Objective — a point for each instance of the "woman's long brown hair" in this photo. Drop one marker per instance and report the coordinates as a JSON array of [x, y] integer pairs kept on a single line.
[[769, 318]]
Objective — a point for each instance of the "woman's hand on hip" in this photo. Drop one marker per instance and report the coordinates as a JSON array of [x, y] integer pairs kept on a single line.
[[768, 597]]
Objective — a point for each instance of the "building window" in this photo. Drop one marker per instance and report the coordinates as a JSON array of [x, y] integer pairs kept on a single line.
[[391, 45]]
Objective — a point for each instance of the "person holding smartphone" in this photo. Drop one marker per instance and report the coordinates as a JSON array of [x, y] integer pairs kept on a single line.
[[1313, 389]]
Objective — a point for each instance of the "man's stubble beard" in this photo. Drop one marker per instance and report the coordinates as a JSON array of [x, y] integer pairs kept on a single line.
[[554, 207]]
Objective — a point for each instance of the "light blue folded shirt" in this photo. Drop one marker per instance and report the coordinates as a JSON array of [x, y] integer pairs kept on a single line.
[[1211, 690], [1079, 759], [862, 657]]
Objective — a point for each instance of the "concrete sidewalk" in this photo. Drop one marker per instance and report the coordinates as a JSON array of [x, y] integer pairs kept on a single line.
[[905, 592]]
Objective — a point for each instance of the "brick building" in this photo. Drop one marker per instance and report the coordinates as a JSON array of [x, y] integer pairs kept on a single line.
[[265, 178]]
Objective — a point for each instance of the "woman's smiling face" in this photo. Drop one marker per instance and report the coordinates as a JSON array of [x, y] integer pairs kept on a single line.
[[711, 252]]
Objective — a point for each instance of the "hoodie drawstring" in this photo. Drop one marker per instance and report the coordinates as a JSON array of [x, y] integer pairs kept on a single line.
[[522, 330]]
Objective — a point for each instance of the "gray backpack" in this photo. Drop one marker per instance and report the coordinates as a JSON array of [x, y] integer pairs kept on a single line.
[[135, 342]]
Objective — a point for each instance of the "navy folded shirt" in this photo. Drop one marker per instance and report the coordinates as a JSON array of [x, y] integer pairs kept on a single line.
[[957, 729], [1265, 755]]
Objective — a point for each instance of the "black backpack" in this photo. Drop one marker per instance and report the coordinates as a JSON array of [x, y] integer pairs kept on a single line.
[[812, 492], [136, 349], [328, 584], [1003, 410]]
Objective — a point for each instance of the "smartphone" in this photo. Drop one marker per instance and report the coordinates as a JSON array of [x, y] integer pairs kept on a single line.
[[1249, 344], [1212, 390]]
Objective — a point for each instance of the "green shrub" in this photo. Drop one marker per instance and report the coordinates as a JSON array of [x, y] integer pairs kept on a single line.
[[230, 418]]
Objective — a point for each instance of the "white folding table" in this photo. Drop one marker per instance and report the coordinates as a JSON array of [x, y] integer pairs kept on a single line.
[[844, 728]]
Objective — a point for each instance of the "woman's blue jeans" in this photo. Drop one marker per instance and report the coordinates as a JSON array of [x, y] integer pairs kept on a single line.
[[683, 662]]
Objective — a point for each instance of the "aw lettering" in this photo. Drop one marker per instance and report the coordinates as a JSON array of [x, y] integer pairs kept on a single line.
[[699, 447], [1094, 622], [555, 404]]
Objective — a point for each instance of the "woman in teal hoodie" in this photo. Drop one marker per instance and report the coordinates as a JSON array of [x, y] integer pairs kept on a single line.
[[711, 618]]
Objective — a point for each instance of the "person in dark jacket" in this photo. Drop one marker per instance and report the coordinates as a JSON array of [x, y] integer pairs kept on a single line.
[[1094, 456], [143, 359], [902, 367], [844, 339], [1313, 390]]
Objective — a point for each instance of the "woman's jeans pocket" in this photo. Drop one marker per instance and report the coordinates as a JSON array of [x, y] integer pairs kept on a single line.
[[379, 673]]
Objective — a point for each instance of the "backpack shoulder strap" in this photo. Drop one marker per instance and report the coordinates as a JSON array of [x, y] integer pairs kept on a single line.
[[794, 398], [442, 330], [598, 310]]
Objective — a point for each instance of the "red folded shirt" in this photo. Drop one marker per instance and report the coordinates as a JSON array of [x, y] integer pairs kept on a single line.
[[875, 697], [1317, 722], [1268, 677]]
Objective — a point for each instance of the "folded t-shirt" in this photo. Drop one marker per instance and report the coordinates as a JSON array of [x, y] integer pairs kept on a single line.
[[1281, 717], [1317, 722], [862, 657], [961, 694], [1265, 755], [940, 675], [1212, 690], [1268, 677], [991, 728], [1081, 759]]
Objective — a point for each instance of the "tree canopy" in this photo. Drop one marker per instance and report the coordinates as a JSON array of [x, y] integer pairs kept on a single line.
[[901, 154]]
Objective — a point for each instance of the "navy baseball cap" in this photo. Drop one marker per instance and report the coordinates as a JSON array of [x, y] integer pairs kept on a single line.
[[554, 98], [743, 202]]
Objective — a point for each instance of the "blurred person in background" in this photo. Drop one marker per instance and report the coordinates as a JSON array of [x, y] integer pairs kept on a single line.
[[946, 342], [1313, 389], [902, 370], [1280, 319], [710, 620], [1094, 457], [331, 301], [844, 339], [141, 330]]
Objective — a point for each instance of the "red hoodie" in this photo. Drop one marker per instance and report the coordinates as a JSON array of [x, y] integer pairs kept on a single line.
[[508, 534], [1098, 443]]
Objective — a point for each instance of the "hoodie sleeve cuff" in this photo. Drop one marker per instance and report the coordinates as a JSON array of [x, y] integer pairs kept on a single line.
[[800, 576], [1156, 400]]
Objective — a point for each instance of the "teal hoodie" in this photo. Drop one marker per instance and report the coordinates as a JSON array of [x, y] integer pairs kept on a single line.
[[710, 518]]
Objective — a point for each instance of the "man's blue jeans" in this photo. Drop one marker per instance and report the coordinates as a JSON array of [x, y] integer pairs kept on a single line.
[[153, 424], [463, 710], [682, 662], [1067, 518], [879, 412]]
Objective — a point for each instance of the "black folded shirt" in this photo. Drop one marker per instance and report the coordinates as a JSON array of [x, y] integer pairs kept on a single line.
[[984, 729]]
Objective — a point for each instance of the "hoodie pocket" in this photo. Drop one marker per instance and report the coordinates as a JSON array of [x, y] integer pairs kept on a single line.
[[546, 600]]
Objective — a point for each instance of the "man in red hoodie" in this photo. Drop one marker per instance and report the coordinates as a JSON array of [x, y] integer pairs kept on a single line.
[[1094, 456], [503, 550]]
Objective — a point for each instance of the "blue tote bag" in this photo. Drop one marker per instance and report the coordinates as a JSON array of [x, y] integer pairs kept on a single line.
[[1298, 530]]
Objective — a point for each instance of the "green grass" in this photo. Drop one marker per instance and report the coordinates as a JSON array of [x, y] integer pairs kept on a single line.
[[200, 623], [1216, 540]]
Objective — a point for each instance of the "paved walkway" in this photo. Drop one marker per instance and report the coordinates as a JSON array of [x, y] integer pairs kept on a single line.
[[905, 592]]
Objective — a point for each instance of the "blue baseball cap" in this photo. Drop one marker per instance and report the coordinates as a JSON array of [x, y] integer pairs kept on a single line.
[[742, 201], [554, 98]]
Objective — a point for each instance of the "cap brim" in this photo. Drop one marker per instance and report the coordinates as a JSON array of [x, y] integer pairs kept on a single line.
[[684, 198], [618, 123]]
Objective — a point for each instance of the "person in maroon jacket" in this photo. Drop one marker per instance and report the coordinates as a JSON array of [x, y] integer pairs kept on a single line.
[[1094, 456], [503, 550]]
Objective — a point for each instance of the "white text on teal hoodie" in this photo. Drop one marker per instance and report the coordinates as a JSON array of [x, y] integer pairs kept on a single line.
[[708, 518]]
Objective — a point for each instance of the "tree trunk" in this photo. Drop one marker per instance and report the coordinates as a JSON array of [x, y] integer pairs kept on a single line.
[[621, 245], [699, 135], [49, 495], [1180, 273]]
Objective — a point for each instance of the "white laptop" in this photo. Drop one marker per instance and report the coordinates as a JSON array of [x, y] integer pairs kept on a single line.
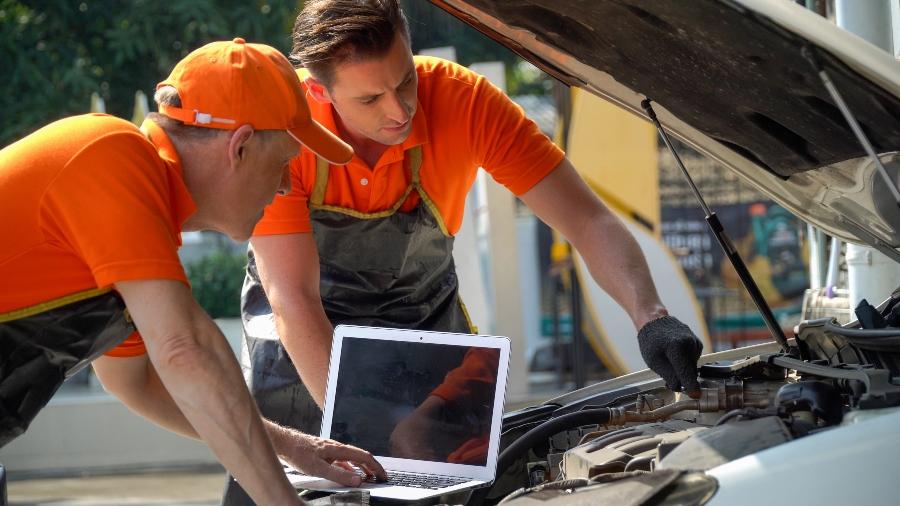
[[427, 405]]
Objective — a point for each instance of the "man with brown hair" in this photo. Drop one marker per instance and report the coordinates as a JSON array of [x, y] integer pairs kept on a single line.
[[371, 243], [93, 209]]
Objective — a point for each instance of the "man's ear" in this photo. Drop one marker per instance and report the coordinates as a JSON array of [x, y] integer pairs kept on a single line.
[[318, 90], [237, 144]]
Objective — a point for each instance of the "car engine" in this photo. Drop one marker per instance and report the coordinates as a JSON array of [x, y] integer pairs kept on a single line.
[[656, 444]]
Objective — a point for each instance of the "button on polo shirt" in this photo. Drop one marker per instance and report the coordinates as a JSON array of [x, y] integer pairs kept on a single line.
[[462, 122]]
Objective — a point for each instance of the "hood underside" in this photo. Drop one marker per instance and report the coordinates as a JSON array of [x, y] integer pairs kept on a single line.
[[729, 79]]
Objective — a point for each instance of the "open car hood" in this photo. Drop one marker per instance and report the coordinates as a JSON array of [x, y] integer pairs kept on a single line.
[[728, 78]]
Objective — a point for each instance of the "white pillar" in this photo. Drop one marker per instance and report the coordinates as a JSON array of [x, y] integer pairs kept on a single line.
[[503, 266], [871, 274]]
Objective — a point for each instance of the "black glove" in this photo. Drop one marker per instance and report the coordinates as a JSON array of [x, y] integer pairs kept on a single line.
[[671, 349]]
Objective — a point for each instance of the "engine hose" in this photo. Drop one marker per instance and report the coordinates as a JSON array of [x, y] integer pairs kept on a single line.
[[543, 431]]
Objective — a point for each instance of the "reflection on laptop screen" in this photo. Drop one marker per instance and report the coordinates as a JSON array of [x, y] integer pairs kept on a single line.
[[416, 400]]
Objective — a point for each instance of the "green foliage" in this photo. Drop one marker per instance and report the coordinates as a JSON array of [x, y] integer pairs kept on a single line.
[[216, 282], [55, 53]]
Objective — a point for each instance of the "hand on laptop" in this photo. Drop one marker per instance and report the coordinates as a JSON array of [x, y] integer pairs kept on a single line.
[[325, 458]]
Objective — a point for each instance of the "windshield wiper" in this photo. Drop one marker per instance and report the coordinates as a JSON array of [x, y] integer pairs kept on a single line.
[[810, 54], [724, 241]]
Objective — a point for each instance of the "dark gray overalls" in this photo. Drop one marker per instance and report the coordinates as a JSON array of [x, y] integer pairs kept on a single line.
[[43, 345], [386, 269]]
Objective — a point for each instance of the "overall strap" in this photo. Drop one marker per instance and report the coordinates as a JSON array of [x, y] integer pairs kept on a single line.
[[318, 195]]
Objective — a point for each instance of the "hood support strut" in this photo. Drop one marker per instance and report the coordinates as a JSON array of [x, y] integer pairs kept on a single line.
[[809, 53], [724, 241]]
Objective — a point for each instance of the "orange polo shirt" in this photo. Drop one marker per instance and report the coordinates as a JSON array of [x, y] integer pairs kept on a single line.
[[462, 122], [88, 201]]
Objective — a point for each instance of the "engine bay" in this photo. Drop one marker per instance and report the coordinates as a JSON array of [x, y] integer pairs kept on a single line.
[[655, 446]]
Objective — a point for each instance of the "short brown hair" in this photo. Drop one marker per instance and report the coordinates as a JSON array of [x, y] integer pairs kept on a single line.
[[330, 32]]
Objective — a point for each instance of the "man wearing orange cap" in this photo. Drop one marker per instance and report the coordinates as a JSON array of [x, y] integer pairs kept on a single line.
[[92, 211]]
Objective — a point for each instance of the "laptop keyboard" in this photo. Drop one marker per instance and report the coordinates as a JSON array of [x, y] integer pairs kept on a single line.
[[415, 480]]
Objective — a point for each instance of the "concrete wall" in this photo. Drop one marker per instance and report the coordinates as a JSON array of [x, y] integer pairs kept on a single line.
[[92, 431], [97, 432]]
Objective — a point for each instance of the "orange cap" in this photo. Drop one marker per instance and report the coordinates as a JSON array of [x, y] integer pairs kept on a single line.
[[229, 84]]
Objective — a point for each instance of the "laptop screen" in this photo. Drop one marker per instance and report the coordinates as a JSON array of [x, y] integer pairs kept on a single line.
[[416, 400]]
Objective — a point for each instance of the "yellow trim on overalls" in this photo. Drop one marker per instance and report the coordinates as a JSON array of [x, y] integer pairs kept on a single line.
[[43, 307], [413, 161], [462, 305]]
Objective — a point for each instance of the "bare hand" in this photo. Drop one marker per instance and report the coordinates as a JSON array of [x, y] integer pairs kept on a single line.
[[325, 458]]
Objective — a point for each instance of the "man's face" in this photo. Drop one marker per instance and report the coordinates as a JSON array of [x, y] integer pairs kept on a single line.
[[375, 98], [263, 172]]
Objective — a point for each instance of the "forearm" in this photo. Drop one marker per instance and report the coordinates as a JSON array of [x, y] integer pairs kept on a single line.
[[134, 381], [617, 264], [204, 380], [306, 334], [198, 369], [614, 259]]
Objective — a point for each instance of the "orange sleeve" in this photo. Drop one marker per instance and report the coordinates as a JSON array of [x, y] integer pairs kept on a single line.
[[288, 214], [111, 204], [478, 369], [508, 144]]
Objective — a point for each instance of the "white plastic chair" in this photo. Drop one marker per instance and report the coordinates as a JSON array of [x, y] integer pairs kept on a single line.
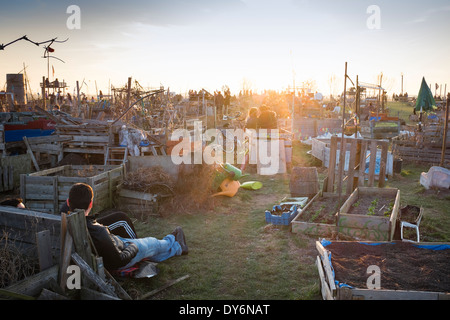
[[414, 225]]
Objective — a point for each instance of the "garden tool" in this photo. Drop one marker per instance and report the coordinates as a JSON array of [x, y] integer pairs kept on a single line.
[[251, 185], [232, 169], [229, 188]]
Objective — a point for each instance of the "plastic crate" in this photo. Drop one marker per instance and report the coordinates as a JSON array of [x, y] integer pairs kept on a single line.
[[282, 214]]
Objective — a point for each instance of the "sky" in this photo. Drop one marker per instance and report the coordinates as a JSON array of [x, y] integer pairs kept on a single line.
[[243, 44]]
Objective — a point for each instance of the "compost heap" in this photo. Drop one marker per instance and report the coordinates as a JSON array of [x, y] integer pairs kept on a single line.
[[403, 265], [190, 192]]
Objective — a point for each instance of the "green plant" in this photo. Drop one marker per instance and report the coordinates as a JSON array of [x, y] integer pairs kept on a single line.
[[388, 211], [372, 207]]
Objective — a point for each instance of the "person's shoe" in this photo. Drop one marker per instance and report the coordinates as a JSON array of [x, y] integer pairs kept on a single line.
[[181, 239]]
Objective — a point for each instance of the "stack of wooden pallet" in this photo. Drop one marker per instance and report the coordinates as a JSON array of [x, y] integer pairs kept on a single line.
[[86, 138], [423, 145]]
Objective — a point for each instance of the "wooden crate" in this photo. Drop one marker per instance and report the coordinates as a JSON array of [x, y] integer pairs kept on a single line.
[[302, 225], [330, 291], [380, 130], [369, 227], [47, 190], [86, 138], [22, 225]]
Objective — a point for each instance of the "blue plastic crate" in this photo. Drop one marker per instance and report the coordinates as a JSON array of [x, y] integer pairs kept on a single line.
[[278, 216]]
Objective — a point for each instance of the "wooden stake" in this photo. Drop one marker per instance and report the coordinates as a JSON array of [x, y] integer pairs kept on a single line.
[[444, 138]]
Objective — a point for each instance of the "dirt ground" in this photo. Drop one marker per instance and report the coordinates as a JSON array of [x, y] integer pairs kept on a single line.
[[403, 266], [322, 210], [381, 204]]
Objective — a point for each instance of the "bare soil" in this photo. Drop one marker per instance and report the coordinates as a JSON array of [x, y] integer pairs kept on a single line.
[[322, 210], [403, 266]]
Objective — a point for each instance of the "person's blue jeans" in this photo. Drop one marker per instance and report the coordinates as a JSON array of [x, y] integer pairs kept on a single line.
[[154, 249]]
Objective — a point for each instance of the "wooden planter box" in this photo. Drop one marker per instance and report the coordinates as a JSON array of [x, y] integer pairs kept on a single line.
[[357, 221], [47, 190], [329, 275], [310, 221]]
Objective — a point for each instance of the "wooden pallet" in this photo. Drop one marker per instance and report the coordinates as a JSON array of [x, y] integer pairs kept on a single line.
[[356, 175]]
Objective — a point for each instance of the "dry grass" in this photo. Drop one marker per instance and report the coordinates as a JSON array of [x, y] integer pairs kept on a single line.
[[14, 265]]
**********
§ **TASK**: Convert the records into a Markdown table, starting at the first line and ending at the line that contains "[[1313, 389]]". Use the columns Entry and Content, give each line a numbered row, and leave out blank lines.

§ **TASK OUTPUT**:
| Entry | Content |
|---|---|
| 1 | Objective — a point for each instance of the "woman's long brown hair" in this photo. Drop one marker per instance and report the coordinates as a JSON array of [x, y] integer pairs kept on a single line. |
| 2 | [[769, 318]] |
| 3 | Objective — a point for each instance of the "woman's hand on hip" in this photo. Drop one marker per instance and report the coordinates as a JSON array of [x, y] integer pairs kept on a single line. |
| 4 | [[768, 597]] |
| 5 | Objective — a point for each instance of the "building window" in this photo. Drop one marker per instance and report the coordinates as a JSON array of [x, y] integer pairs kept on a single line. |
| 6 | [[391, 45]] |
| 7 | Objective — a point for each instance of the "person holding smartphone" in this photo. Drop one marker per instance and report the coordinates as a JSON array of [x, y] integer pairs kept on a single line. |
| 8 | [[1313, 389]] |